===== Supplied records

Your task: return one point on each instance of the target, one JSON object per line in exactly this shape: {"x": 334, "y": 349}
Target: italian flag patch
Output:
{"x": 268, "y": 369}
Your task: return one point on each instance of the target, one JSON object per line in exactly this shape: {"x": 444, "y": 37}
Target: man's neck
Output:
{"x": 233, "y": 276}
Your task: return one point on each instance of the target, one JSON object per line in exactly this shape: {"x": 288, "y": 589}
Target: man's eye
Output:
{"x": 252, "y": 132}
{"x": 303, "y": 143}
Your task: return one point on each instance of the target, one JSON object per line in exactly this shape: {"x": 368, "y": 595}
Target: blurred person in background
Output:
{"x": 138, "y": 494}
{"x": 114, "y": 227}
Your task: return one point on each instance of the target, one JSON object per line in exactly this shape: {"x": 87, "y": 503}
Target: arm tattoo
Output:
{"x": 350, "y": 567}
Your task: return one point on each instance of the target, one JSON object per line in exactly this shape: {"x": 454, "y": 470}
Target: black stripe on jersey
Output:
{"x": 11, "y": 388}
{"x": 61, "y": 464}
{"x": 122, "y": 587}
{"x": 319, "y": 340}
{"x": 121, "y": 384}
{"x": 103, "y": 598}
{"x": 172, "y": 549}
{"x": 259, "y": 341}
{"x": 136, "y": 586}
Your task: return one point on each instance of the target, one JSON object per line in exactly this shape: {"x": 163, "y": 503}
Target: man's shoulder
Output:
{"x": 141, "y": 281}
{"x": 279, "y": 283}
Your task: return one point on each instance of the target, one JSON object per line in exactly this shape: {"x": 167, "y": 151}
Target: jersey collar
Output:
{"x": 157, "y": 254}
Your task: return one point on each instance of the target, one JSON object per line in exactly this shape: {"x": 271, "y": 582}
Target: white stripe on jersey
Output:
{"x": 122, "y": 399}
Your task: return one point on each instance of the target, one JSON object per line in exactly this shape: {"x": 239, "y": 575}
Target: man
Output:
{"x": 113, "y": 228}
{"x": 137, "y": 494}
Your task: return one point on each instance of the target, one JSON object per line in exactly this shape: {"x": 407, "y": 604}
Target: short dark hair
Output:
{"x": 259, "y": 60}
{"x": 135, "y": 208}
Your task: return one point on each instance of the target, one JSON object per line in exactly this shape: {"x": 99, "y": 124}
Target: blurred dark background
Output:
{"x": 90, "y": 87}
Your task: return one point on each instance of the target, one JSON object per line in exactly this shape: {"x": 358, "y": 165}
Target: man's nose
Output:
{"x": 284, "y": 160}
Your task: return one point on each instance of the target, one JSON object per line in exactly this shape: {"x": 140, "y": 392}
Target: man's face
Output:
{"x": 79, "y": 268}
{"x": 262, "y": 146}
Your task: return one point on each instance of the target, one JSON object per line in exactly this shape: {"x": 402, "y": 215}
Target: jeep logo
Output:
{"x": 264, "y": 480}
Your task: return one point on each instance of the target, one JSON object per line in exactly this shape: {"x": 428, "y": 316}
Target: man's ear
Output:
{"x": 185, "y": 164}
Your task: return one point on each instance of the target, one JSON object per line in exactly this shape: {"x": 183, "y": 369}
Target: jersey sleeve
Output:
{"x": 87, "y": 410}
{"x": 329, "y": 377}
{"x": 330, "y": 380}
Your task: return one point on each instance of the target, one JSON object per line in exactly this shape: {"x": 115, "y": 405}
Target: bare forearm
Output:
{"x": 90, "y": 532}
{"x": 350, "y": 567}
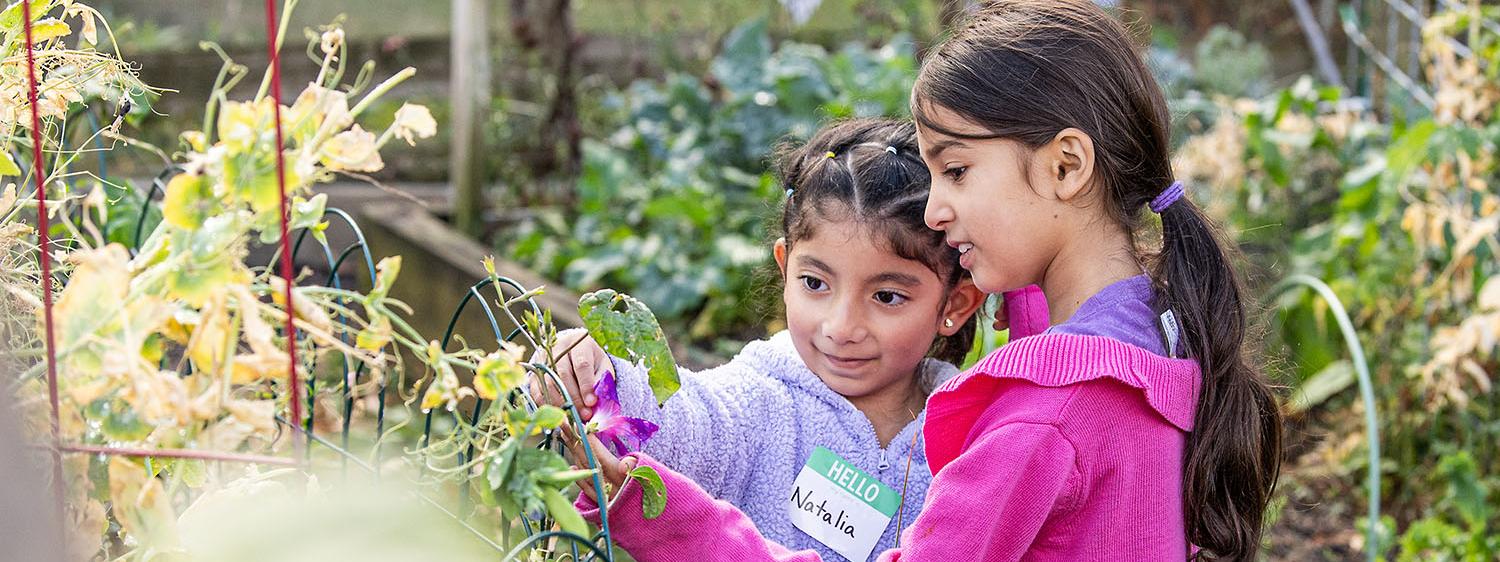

==========

▸ Your objective
Please print out the entries above exactly. The pictures stay out.

▸ Written solution
Your task: return one point on each instance of the target, one JSON object per line in exactly this shape: {"x": 334, "y": 349}
Target: italian flag patch
Output:
{"x": 268, "y": 369}
Your task: return one point on each instance of the target, one JSON object per line in exactly this shape: {"x": 444, "y": 37}
Target: man's neck
Output:
{"x": 233, "y": 276}
Your task: return one point on each instance of the target, one JSON object per line in exactly this shape: {"x": 288, "y": 589}
Target: man's eye
Output:
{"x": 252, "y": 132}
{"x": 303, "y": 143}
Your task: return one point on each instance of the target, one JSON object per line in exactly this shape: {"x": 368, "y": 595}
Target: blurred person in background
Output:
{"x": 138, "y": 494}
{"x": 114, "y": 227}
Your task: return one point on each instance of the target, one JSON object per line in exactly this shape: {"x": 87, "y": 503}
Target: arm tattoo
Output:
{"x": 350, "y": 567}
Your task: return one point on each instance of the target, one JSON object per line in exactly this shape: {"x": 454, "y": 470}
Target: black stripe on jersey
Output:
{"x": 11, "y": 388}
{"x": 61, "y": 464}
{"x": 122, "y": 587}
{"x": 319, "y": 340}
{"x": 121, "y": 384}
{"x": 103, "y": 598}
{"x": 172, "y": 549}
{"x": 259, "y": 341}
{"x": 136, "y": 586}
Your task: return one point on each instance of the target, one JSON object per line in exactly this shape: {"x": 163, "y": 503}
Target: man's shoulder
Output:
{"x": 141, "y": 281}
{"x": 279, "y": 283}
Your task: return one point on each instance of the target, one JSON object per line in exactly this shape: {"x": 167, "y": 151}
Target: jersey collar
Output:
{"x": 157, "y": 254}
Your task: return one point on each instance of the target, one JSON object per line in exactly this shape: {"x": 271, "y": 582}
Target: white stripe on jersey
Output:
{"x": 122, "y": 399}
Your task: return one point on each instance of the target, one JSON object per line in exactly this shape: {"x": 239, "y": 575}
Target: man
Output:
{"x": 113, "y": 228}
{"x": 137, "y": 494}
Your task: return one point on each instance of the target, one JSON object per line in exactly this shape: {"x": 407, "y": 604}
Target: short dark hair
Output:
{"x": 259, "y": 60}
{"x": 135, "y": 208}
Your task: return one point on each instance of the target, one JSON object per line in exactly this shape: {"x": 99, "y": 124}
Target: blurred dark background
Output:
{"x": 90, "y": 87}
Your task: return one point on each instance of the target, one JSON object per line in exactly this shape: {"x": 358, "y": 165}
Target: man's nose
Output:
{"x": 284, "y": 160}
Your task: return one point on each instance of the target, one JSON object per line in exactly this shape: {"x": 140, "y": 392}
Target: man's face
Output:
{"x": 79, "y": 268}
{"x": 262, "y": 146}
Your task: return one point on each instance of the target, one JSON object per line in exactly this shape: {"x": 402, "y": 215}
Target: jeep logo
Output:
{"x": 264, "y": 480}
Your task: return one point on each instance of the target, one JSON object per line in exactly this shape: {"x": 428, "y": 316}
Target: man's ear
Output:
{"x": 185, "y": 164}
Your task: return one point on each instance of the target, one JSON object per line in exactly this shape: {"x": 183, "y": 369}
Target: jersey sleeve
Output:
{"x": 87, "y": 410}
{"x": 329, "y": 377}
{"x": 330, "y": 380}
Your task: return one point on each instance of the target, one JSON object per line in exactly this shape: {"x": 115, "y": 405}
Target: bare forearm
Output:
{"x": 90, "y": 532}
{"x": 350, "y": 567}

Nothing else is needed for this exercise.